ABOUT THIS TASK
Return the passage of the film article from "- Release date: 23" up to and including "by Murray Smith.", copied word for word.

EXTRACTED TEXT
Start of Block

- UK theatrical release poster
- Directed by: Pete Walker
- Written by: Murray Smith
- Produced by: Pete Walker Ray Selfe
- Starring: Leena Skoog Tristan Rogers Karen Boyes Robin Askwith
- Cinematography: Peter Jessop
- Edited by: Matt McCarthy
- Music by: Harry South
- Production company: Peter Walker (Heritage)
- Distributed by: Hemdale (UK)
- Release date: 23 May 1972 (UK);
- Running time: 85 minutes
- Country: United Kingdom
- Language: English

= Four Dimensions of Greta =

1972 British film by Pete Walker

Four Dimensions of Greta (also known as The Three Dimensions of Greta) is a 1972 British sex comedy film directed and produced by Pete Walker and starring Leena Skoog and Tristan Rogers. It was written by Murray Smith.

It features four 3-D film sequences. The tagline on the poster read, "A girl in your lap".

==Plot==
Hans, a young German journalist arrives in London to write an article about au pair girls but is requested by friends to investigate the whereabouts of their teenage daughter Greta. He interviews four individuals who all paint distinctly different pictures of the missing girl – each revealing a different aspect. These reminiscences constitute the film's 3-D sequences. Hans finally tracks down Greta and discovers she has been kidnapped by an East End gangster.

==Cast==

- Tristan Rogers as Hans Weimar
- Karen Boyes as Sue
- Alan Curtis as Carl Roberts
- Leena Skoog as Greta Gruber
- Robin Askwith as Roger Maidment
- Bill Maynard as Big Danny
- Kenneth Hendel as Percy
- Martin Wyldeck as Schikler
- Ivor Salter as hotel porter
- Pearl Hackney as Frau Gruber
- John Clive as Phil the Greek
- Nik Zaran as Johnny Maltese
- Carole Allen as Mrs Marks
- Ralph Ball as Fred Sharprock
- Derek Keller as footballer
- Elizabeth Bradley as Frau Schikler
- Marion Grimaldi as American woman
- Godfrey Kenton as Gruber
- Tom Mennard as Manchester businessman
- Erika Raffael as Karen Gruber
- Max Mason as policeman
- Felicity Devonshire as Serena
- Steve Emerson as villain
- Jane Cardew as Kirsten
- Minah Bird as Cyn
- Mike Stevens as policeman
- Richard O'Brien as degenerate
- Les Clark as Police Sergeant
- Steve Patterson as hippie
- Mike Brittain as hippie
- Pete Walker as waiter

==Production==
The film was shot on location in London, England and Berlin, Germany.

==Critical reception==
Monthly Film Bulletin said "Tepid and tedious sexploitation picture unredeemed either by its intermittently tongue-in-cheek approach or by its much-publicised use of three-dimensional effects. The latter are in fact confined to four black-and-white flashback sequences featuring some innocuous nudity, much pointless and exaggerated in-depth staging, and an incessant trick of getting characters to hold objects at arm's length in front of the camera lens."

The Spinning Image wrote, "thrusting a banana at the camera is evidently not as erotic as director Pete Walker might have hoped."

The Digital Fix noted an "amusingly daft sex film"

DVD Drive-in said, "although the title boasts '3-dimensional,' the characters are almost all 1-dimensional as only Robin Askwith (star of Horror Hospital and numerous Confessions and Carry On flicks) turns in a memorable performance as a shabby footballer romantically tied to Greta."

End of Block

Source records:
Start of Block

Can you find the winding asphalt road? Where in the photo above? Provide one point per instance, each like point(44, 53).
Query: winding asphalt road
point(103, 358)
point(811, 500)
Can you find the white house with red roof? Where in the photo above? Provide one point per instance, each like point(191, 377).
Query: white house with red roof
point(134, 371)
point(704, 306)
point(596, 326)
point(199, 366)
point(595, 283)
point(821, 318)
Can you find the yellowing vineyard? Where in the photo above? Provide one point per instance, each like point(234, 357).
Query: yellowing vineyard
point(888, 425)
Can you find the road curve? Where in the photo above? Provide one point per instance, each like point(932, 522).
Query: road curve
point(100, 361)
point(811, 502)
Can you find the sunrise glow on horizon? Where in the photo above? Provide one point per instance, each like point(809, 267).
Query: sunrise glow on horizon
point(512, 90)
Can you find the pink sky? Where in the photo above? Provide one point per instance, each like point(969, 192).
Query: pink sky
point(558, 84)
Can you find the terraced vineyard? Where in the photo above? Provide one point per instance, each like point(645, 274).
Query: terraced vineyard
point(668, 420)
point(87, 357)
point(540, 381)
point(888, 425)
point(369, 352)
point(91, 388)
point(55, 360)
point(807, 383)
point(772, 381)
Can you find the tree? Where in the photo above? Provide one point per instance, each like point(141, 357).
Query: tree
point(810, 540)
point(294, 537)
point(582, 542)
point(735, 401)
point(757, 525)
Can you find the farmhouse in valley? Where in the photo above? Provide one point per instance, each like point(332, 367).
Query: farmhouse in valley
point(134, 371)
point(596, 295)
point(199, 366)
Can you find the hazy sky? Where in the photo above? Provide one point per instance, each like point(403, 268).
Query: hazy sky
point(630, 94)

End of Block

RESPONSE TO THIS EXERCISE
- Release date: 23 May 1972 (UK);
- Running time: 85 minutes
- Country: United Kingdom
- Language: English

= Four Dimensions of Greta =

1972 British film by Pete Walker

Four Dimensions of Greta (also known as The Three Dimensions of Greta) is a 1972 British sex comedy film directed and produced by Pete Walker and starring Leena Skoog and Tristan Rogers. It was written by Murray Smith.